--- START OF Supplied records ---
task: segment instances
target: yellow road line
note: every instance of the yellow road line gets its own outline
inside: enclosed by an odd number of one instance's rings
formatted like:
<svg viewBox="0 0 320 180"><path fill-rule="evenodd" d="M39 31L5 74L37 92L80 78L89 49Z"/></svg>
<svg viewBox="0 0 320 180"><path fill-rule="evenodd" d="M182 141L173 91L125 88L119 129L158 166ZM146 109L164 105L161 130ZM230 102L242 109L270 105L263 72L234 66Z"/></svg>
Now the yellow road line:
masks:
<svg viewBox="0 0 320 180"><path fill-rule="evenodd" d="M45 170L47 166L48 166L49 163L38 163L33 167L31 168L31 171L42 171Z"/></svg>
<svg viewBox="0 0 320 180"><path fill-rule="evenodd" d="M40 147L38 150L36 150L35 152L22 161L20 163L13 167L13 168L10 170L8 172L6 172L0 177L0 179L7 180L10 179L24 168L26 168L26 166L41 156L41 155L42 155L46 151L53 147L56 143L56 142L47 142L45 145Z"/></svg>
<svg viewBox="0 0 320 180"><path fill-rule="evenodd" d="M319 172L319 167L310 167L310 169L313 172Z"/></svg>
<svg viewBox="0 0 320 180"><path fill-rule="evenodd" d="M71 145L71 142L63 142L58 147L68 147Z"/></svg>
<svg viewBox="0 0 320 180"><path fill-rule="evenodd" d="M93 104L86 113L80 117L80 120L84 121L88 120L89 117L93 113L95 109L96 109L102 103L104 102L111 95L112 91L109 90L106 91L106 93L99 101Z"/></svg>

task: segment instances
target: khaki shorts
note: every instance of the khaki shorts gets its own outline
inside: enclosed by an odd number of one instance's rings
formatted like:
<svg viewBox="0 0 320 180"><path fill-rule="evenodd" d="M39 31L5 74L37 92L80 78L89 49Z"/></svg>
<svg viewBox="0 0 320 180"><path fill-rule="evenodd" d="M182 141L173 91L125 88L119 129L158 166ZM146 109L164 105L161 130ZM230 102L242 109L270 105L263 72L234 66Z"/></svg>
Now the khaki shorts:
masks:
--- END OF Supplied records ---
Stated task: Express every line of the items above as a JSON list of strings, one string per line, and leave out the blank lines.

Solution to this task:
[
  "task: segment instances",
  "target: yellow road line",
  "note: every instance of the yellow road line gets its own outline",
  "inside: enclosed by an odd number of one instance's rings",
  "formatted like:",
  "<svg viewBox=\"0 0 320 180\"><path fill-rule=\"evenodd\" d=\"M39 31L5 74L37 92L80 78L89 49Z\"/></svg>",
  "<svg viewBox=\"0 0 320 180\"><path fill-rule=\"evenodd\" d=\"M182 141L173 91L125 88L119 129L158 166ZM146 109L164 105L161 130ZM230 102L242 109L270 105L263 72L234 66Z\"/></svg>",
  "Now the yellow road line:",
  "masks:",
  "<svg viewBox=\"0 0 320 180\"><path fill-rule=\"evenodd\" d=\"M45 170L47 166L48 166L49 163L38 163L33 167L31 168L31 171L42 171Z\"/></svg>",
  "<svg viewBox=\"0 0 320 180\"><path fill-rule=\"evenodd\" d=\"M40 147L38 150L36 150L35 152L22 161L20 163L13 167L13 168L10 170L8 172L6 172L0 177L0 179L7 180L10 179L24 168L26 168L26 166L41 156L41 155L42 155L46 151L53 147L56 143L56 142L47 142L45 145Z\"/></svg>",
  "<svg viewBox=\"0 0 320 180\"><path fill-rule=\"evenodd\" d=\"M319 172L319 167L310 167L310 169L313 172Z\"/></svg>",
  "<svg viewBox=\"0 0 320 180\"><path fill-rule=\"evenodd\" d=\"M71 145L71 142L63 142L58 147L68 147Z\"/></svg>",
  "<svg viewBox=\"0 0 320 180\"><path fill-rule=\"evenodd\" d=\"M93 104L86 113L80 117L80 120L84 121L88 120L89 117L93 113L95 109L96 109L102 103L104 102L111 95L112 91L109 90L106 91L106 93L99 101Z\"/></svg>",
  "task: segment instances",
  "target: khaki shorts",
  "note: every instance of the khaki shorts gets its own outline",
  "inside: enclosed by an odd number of one instance's rings",
  "formatted like:",
  "<svg viewBox=\"0 0 320 180\"><path fill-rule=\"evenodd\" d=\"M39 31L5 74L37 92L80 78L89 49Z\"/></svg>",
  "<svg viewBox=\"0 0 320 180\"><path fill-rule=\"evenodd\" d=\"M182 141L173 91L125 88L119 129L158 166ZM146 109L164 105L161 130ZM230 102L242 109L270 105L263 72L234 66Z\"/></svg>",
  "Now the khaki shorts:",
  "masks:"
]